_Direction 1_
Decide whether each statement below agrees with the CAL FIRE excerpt, answering yes or no and quoting the deciding words. (a) CAL FIRE's operational units follow county lines. (b) The Company Officer Academy is held at both training centers. (c) CAL FIRE Local 2881 represents 5,700 members.
_Direction 2_
Set down the passage of the CAL FIRE excerpt that begins at the words "Organizational structure" and stops after "their specific goals.".

_Excerpt_
================

Organizational structure
The largest and most visible part of CAL FIRE operations is fire protection. Operations are divided into 21 operational units, which geographically follow county lines. Each unit consists of the area of one or more counties. Operational units are grouped under either the North Region or South Region.

The Office of the State Fire Marshal (OSFM) is the CAL FIRE program that protects life and property through the development and application of fire prevention, engineering, training and education, and enforcement. As part of this mission, OSFM establishes a fire-safe environment for the people of California, which serves as a foundation for local agencies to build on as they strive to meet their specific goals.

There are two CAL FIRE training centers. The original academy is the CAL FIRE Training Center in Ione, east of Sacramento. The second academy is at the Ben Clark Training Center in Riverside. Both centers host the Fire Fighter Academy (FFA). All CAL FIRE Fire Protection employees go through this academy once they become permanent employees. The Company Officer Academy (COA) is only held in Ione. All new company officers (Engineer, Captain, Forester I, etc.) attend this academy.

Rank structure

Leadership 

The uniformed executive staff of CAL FIRE includes the following individuals.

 Director: Joe Tyler
 Chief Deputy Director: Chris Anthony
 State Fire Marshal: Mike Richwine
 Assistant State Fire Marshal: Wendy Collins
 Deputy Director, Fire Protection: Curtis Brown
 Deputy Director, Resource Management: Matthew Reischman
 Deputy Director of Cooperative Fire Protection: Bret Gouvea
 Deputy Director, Communications (Acting): Nick Schuler
 Southern Region Chief: Dave Fulcher
 Northern Region Chief: George Morris III

Pay 
As of 2017, median pay for full time firefighters (which includes base pay, special pay, overtime and benefits) is $148,000.

Representation
Firefighters employed by the California Department of Forestry and Fire Protection are represented by IAFF affiliate, CAL FIRE Local 2881, which represents 5,700 members within CAL FIRE Local 2881 and is also associated with the California Professional Firefighters (CPF) and the International Association of Firefighters (IAFF).

Operational units
Operational units are organizations designed to address fire suppression over a geographic area. They vary widely in size and terrain.

================

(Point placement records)
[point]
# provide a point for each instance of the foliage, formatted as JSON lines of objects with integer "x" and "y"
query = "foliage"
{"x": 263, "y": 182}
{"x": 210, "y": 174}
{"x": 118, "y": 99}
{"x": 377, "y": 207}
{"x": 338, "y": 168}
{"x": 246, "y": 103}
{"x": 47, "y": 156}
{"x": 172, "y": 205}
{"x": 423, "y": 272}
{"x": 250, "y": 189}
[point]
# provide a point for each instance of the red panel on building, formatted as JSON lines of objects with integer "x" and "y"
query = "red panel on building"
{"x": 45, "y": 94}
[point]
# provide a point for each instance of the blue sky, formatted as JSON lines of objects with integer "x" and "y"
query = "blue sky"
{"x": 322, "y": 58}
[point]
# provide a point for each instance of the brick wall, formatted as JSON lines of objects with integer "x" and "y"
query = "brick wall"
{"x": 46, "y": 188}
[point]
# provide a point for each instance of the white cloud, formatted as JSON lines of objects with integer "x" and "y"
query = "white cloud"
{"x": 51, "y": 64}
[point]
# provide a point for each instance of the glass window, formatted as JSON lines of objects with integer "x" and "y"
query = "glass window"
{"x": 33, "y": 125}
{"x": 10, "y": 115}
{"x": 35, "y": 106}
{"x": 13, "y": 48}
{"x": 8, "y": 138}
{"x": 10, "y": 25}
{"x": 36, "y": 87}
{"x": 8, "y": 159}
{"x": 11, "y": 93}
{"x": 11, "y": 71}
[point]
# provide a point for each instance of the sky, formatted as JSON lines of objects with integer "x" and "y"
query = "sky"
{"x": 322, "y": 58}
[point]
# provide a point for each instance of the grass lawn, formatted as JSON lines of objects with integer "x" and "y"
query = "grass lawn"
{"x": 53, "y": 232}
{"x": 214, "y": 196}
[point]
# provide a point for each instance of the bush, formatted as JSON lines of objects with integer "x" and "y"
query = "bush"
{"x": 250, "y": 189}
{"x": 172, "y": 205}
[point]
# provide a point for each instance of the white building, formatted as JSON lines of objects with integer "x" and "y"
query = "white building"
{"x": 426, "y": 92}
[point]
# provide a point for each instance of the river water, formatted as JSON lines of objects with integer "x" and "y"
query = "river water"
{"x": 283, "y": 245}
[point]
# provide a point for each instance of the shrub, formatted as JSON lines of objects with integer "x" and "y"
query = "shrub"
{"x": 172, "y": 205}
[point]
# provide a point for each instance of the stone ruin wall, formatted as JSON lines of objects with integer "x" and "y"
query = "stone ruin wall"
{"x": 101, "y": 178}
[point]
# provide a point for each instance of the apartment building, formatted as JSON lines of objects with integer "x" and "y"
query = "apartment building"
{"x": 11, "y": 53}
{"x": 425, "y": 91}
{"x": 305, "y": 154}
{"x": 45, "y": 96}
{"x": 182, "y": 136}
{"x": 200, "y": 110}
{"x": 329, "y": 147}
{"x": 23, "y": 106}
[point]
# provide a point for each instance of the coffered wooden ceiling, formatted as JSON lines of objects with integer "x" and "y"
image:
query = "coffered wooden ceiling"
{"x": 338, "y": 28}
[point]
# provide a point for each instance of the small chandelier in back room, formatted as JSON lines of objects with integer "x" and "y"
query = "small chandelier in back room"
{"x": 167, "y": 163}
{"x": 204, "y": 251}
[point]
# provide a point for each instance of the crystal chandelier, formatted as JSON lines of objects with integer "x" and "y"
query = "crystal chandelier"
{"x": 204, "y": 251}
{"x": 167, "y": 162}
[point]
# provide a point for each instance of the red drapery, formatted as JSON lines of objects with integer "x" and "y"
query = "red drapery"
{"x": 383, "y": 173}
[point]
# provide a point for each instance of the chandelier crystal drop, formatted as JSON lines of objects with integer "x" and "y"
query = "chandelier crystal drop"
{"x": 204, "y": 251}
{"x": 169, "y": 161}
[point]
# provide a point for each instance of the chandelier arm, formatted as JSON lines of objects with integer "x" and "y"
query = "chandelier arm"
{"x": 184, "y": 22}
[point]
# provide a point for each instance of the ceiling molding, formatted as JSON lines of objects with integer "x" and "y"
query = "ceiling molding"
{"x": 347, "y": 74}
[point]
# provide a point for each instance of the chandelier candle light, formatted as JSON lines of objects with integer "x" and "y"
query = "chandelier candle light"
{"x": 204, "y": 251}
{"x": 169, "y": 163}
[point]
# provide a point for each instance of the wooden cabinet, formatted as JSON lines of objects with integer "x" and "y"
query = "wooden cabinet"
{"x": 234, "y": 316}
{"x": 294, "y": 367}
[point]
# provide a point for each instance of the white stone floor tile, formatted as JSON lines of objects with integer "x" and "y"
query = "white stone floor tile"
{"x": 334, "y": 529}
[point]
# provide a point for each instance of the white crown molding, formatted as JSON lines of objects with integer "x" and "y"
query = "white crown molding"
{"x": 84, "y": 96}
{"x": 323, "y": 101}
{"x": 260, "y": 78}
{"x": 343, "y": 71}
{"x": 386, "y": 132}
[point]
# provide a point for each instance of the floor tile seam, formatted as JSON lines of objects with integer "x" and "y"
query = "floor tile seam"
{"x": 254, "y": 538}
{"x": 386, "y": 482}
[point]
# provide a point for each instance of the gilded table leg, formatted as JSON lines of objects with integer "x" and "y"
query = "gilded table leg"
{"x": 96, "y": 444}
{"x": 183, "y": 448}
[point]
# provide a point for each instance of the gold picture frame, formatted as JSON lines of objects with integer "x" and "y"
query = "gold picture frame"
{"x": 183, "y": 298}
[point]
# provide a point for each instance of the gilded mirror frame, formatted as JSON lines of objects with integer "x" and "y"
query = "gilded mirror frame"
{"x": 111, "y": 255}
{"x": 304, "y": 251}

================

_Finished answer 1_
(a) Yes: "Operations are divided into 21 operational units, which geographically follow county lines."
(b) No: "The Company Officer Academy (COA) is only held in Ione."
(c) Yes: "CAL FIRE Local 2881, which represents 5,700 members within CAL FIRE Local 2881"

_Finished answer 2_
Organizational structure
The largest and most visible part of CAL FIRE operations is fire protection. Operations are divided into 21 operational units, which geographically follow county lines. Each unit consists of the area of one or more counties. Operational units are grouped under either the North Region or South Region.

The Office of the State Fire Marshal (OSFM) is the CAL FIRE program that protects life and property through the development and application of fire prevention, engineering, training and education, and enforcement. As part of this mission, OSFM establishes a fire-safe environment for the people of California, which serves as a foundation for local agencies to build on as they strive to meet their specific goals.